課題一覧:
1. 翼の変化を描いた抜粋では、ヒナはゲヘナでどの役職に就いていると書かれていますか？
2. 翼の変化を描いた抜粋を、最後のミカの台詞の後から書き継いでください。

ヒナ「あれはまさか……ゲヘナに伝わる『悪魔化』!?」
ゲヘナの風紀委員長、ヒナちゃんが驚愕の声を上げる
たしか前に古い文献で読んだことがある
ゲヘナの生徒が極限状態で、自身の「悪魔」を受け入れ…根源的な混沌へと回帰する現象
その翼は、見る者を畏怖させる絶対的な「悪魔」の象徴 - 12二次元好きの匿名さん25/12/04(木) 23:16:07
これ誰の視点?
- 13二次元好きの匿名さん25/12/04(木) 23:17:02
デビルメイクライのデビルトリガー?
- 14二次元好きの匿名さん25/12/04(木) 23:18:53
でも、それだけじゃなかった
黒い翼が粒子となって霧散したかと思うと、今度は――
ファサァ……ッ!
目が眩むような純白
アルちゃんの背中から、光り輝く白い羽を持つ…美しい翼が生え変わった
ミカ「あれは……『天使化』? でもなんで、ゲヘナ生のあの子が!?」

(位置指定の記録)
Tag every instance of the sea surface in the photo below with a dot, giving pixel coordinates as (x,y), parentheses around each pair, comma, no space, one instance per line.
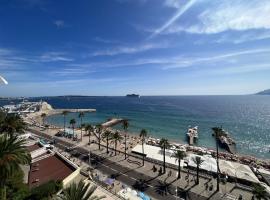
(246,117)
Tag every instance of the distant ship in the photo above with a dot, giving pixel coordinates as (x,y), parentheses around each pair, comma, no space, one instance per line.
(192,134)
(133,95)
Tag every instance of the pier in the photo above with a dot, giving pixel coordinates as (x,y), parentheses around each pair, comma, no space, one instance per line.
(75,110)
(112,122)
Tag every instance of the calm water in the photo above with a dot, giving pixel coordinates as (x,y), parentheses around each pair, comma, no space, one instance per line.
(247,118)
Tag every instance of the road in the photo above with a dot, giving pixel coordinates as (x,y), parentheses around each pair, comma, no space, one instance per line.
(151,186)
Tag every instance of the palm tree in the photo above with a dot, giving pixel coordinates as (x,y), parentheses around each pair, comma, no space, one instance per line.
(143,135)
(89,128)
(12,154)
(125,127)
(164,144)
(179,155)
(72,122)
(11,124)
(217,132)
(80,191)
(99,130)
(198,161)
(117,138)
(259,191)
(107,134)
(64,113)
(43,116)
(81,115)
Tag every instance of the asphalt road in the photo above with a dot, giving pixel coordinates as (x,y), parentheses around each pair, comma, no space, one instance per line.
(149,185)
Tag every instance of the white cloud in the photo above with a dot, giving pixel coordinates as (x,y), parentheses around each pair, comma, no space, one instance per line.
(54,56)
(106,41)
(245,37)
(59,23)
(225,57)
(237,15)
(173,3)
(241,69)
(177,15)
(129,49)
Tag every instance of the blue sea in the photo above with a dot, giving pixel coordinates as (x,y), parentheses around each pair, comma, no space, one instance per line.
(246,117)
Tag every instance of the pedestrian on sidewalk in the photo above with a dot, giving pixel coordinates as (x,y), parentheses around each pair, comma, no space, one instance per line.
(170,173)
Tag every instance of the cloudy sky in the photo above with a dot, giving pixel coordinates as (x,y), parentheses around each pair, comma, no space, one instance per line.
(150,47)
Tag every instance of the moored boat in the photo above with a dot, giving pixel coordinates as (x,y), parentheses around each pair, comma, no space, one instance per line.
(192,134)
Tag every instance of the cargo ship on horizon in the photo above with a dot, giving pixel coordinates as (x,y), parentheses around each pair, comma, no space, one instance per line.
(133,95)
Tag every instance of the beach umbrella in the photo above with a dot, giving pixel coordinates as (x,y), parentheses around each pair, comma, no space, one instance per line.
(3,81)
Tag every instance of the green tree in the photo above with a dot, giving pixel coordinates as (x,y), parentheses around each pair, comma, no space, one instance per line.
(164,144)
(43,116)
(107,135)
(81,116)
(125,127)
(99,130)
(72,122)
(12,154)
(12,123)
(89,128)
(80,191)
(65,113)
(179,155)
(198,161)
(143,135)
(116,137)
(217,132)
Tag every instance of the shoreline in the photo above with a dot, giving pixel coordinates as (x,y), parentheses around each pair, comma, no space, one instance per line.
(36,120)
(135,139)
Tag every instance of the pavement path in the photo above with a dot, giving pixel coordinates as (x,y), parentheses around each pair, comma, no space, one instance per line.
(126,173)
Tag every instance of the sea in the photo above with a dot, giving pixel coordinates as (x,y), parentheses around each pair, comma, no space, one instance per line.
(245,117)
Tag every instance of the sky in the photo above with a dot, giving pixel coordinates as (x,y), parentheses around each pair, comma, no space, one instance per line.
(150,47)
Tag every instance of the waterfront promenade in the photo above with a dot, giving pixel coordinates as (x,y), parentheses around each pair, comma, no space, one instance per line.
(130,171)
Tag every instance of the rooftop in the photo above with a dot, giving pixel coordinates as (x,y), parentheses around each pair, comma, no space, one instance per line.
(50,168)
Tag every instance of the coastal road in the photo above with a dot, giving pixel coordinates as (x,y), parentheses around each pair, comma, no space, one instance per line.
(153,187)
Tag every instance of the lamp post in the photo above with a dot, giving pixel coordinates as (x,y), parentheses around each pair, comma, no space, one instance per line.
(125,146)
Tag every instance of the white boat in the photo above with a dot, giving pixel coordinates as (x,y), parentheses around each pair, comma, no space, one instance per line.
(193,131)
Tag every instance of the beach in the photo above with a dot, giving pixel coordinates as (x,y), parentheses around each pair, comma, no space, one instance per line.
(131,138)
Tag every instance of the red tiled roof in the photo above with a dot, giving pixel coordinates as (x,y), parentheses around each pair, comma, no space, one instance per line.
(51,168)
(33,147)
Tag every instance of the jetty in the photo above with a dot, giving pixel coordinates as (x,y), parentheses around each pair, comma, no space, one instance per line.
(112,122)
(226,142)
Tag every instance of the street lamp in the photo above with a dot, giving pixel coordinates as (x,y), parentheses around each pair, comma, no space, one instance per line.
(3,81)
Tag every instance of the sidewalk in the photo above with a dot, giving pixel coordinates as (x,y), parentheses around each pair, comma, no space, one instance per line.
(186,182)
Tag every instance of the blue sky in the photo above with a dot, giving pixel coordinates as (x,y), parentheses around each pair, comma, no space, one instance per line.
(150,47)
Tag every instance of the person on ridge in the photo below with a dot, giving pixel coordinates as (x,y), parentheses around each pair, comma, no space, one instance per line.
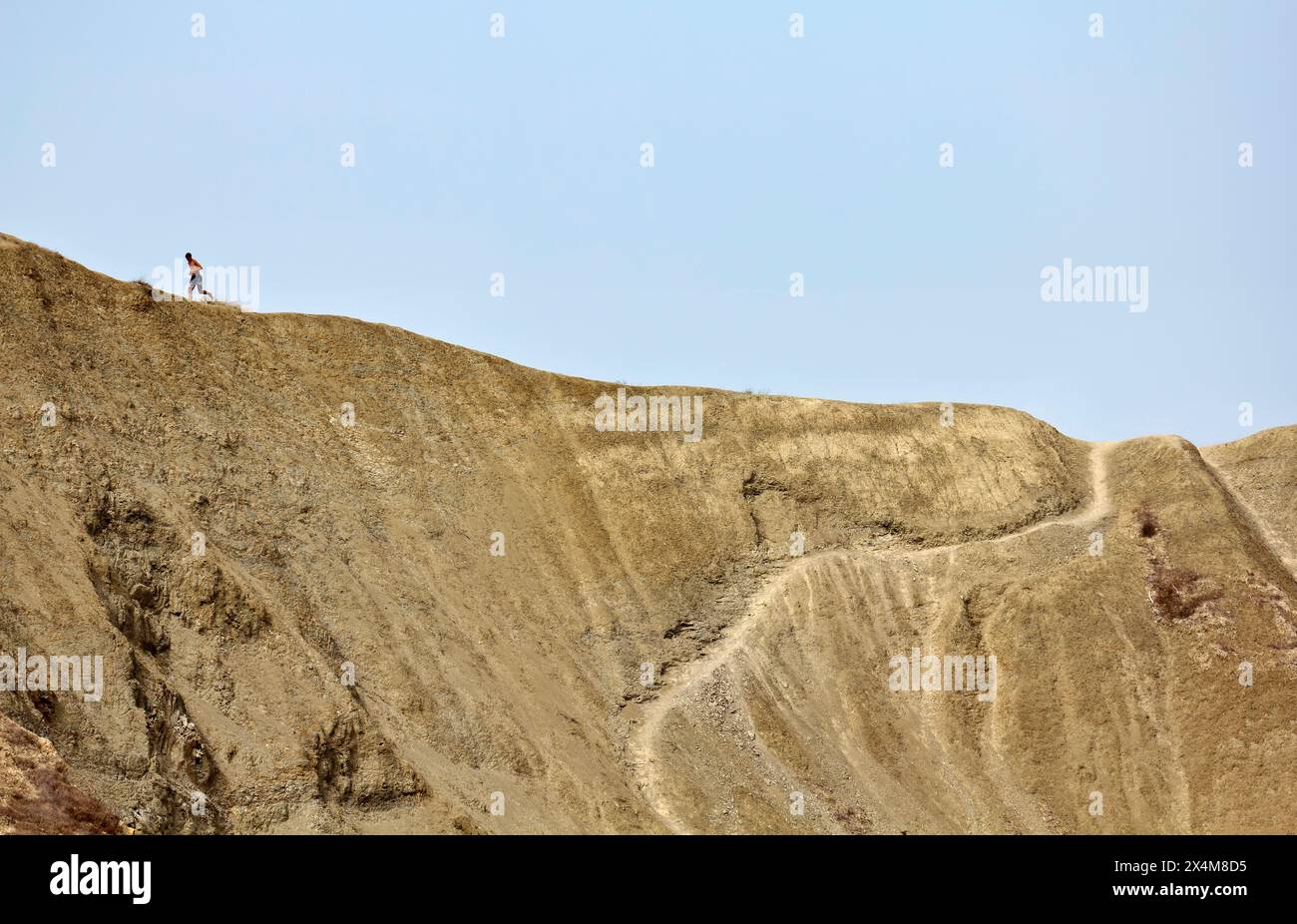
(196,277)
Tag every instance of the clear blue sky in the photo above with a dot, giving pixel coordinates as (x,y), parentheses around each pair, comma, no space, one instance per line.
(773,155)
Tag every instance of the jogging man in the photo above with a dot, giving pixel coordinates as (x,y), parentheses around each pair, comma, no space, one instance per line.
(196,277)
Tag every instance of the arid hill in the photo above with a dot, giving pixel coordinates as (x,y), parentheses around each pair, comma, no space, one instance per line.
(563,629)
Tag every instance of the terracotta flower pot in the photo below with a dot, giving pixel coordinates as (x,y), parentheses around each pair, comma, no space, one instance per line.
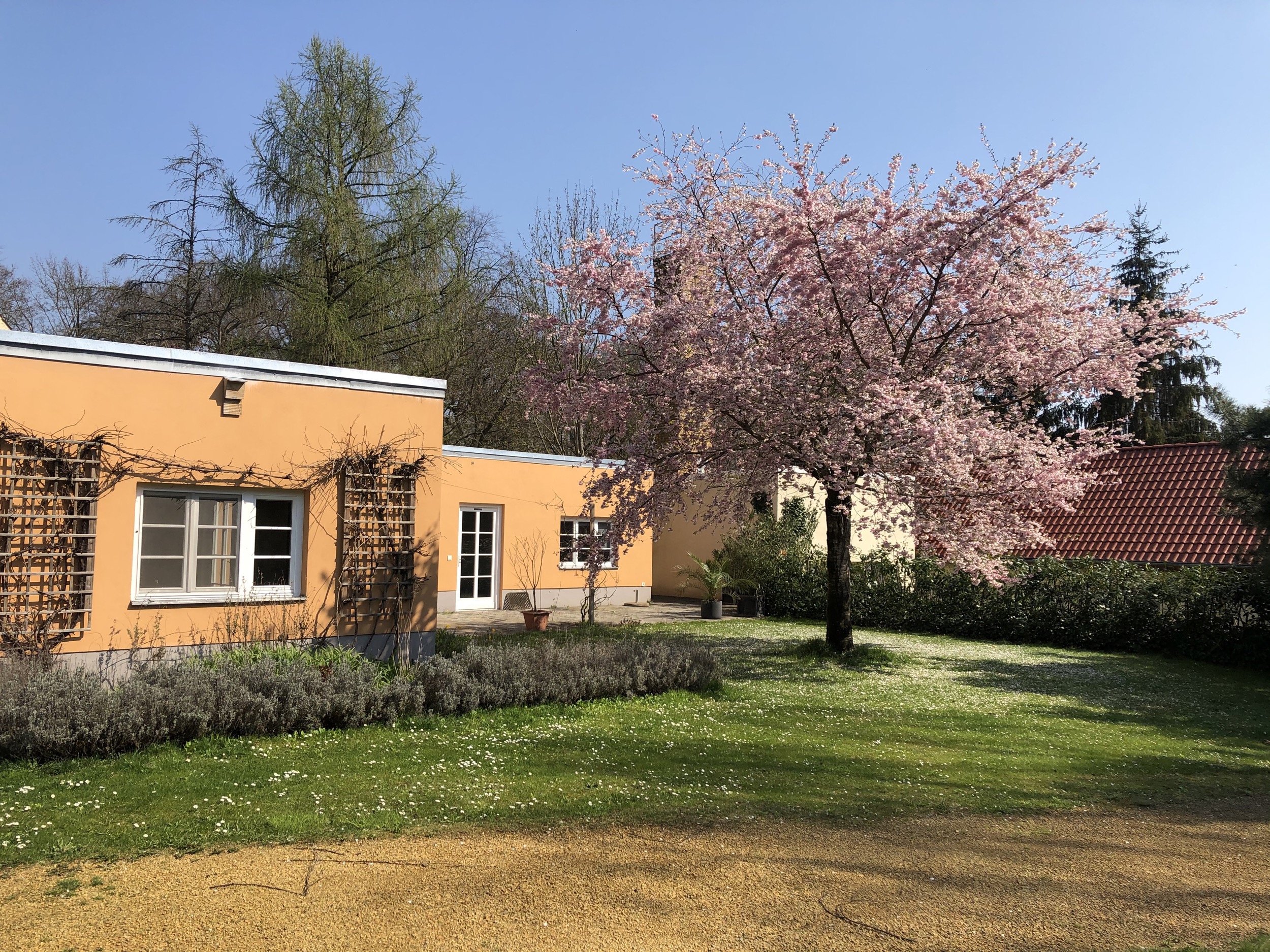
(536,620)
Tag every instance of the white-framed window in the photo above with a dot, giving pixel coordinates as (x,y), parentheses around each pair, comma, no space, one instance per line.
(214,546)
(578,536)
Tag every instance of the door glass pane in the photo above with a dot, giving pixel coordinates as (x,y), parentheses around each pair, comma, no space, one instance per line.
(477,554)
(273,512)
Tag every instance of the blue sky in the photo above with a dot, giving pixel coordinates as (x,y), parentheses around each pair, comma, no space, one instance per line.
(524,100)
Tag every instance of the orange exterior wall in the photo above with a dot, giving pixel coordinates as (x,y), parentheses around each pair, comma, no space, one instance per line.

課題別の結果:
1. ゲヘナの風紀委員長です。

2.
私は思わず叫んでいた
あれは私たちトリニティの生徒が、崇高な精神に達した時にのみ現れるとされる伝承上の奇跡…ゲヘナの『悪魔化』とは相反するもの
なぜ、無法者の彼女に? - 15二次元好きの匿名さん25/12/04(木) 23:21:44
ヒナちゃんが震える声で解説する
ヒナ「相反する二つの性質……ゲヘナの『自由と混沌』とトリニティの『秩序と慈愛』…本来決して交わらないはずの二つの神秘が、彼女の中で衝突し…融合しているとでもいうの……?」
そして…奇跡は完成する
白と黒の光が交錯し、彼女の背には…右に禍々しい悪魔の翼、左に神々しい天使の翼が同時に出現した
その姿は、混沌でありながら秩序、悪でありながら善
キヴォトスの理を超越した、新たな存在の誕生だった - 16二次元好きの匿名さん25/12/04(木) 23:24:44
side ムツキ
「あはっ……! なにそれ、アルちゃん……!」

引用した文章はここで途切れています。